[Entries from a point annotation set]
<<<<
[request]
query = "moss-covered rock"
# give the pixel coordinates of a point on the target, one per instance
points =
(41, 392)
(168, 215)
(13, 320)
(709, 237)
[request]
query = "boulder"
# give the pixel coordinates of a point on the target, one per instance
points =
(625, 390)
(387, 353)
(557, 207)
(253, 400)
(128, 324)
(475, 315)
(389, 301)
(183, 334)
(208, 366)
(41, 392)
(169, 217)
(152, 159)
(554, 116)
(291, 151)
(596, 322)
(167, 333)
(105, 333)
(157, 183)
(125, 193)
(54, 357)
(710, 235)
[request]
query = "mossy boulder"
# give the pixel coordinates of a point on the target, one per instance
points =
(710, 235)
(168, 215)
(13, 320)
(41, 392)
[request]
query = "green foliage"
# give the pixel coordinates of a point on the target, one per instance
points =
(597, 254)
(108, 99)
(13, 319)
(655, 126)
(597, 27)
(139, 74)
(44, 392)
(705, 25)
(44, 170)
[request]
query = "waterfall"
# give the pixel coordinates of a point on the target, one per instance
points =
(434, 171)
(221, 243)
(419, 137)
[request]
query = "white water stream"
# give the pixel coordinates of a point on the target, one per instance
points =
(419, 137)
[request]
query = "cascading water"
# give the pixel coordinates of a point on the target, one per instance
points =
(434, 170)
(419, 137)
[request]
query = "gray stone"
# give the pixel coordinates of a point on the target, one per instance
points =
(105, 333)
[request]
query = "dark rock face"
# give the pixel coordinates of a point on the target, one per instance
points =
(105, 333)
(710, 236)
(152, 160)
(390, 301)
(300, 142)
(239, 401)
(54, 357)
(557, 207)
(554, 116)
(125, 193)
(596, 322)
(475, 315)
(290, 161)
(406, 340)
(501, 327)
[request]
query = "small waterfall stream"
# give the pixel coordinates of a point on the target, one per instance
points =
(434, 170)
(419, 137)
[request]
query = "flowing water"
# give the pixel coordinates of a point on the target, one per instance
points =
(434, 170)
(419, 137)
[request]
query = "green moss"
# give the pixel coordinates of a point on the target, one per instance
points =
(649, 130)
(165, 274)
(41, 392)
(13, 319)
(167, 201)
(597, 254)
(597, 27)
>>>>
Exercise:
Reproduce the entries above in full by retyping them exactly.

Solution to the exercise:
[request]
query = "moss-covered rock"
# give the pixel coordinates of a point on the target, one per instance
points =
(41, 392)
(168, 215)
(13, 320)
(709, 237)
[request]
query = "boulder"
# give the pixel coordinates of a point on the target, one per instance
points =
(625, 390)
(387, 353)
(557, 207)
(253, 400)
(128, 324)
(475, 315)
(389, 301)
(183, 334)
(208, 366)
(41, 392)
(169, 217)
(152, 159)
(554, 116)
(291, 151)
(596, 322)
(167, 333)
(105, 333)
(157, 183)
(125, 193)
(54, 357)
(710, 235)
[request]
query = "mossy boulder"
# give the pixel coordinates of a point on the target, one per instance
points =
(710, 235)
(168, 215)
(13, 320)
(41, 392)
[request]
query = "green foliage"
# give the pixel coordinates of a point on the target, one per instance
points =
(597, 254)
(108, 99)
(13, 319)
(655, 126)
(597, 27)
(139, 74)
(44, 392)
(705, 25)
(44, 170)
[request]
query = "waterfall"
# give the pixel coordinates of a point on the target, one per instance
points =
(434, 171)
(221, 243)
(419, 137)
[request]
query = "white water stream"
# give the pixel coordinates of a point on the target, one per instance
points =
(419, 137)
[request]
query = "cascading water"
# give the pixel coordinates of a point on the target, one per instance
points =
(434, 170)
(419, 137)
[request]
query = "gray stone"
# give the pixel coordinates of a point on the target, one per instance
points =
(105, 333)
[request]
query = "dark rock face"
# give the pixel coordinates of a point on the target, one per instance
points =
(105, 333)
(710, 236)
(152, 160)
(390, 301)
(300, 142)
(239, 401)
(54, 357)
(557, 207)
(554, 116)
(125, 193)
(596, 322)
(475, 315)
(290, 161)
(406, 340)
(501, 327)
[request]
query = "small waterfall stream"
# give the pixel coordinates of a point on the target, one per instance
points =
(434, 170)
(419, 137)
[request]
query = "flowing water"
# give the pixel coordinates of a point on the target, one per instance
points =
(434, 170)
(419, 137)
[request]
query = "green moss"
# give the pixel coordinates of a point on the target, one per instance
points =
(649, 130)
(165, 274)
(41, 392)
(13, 319)
(167, 201)
(597, 254)
(597, 27)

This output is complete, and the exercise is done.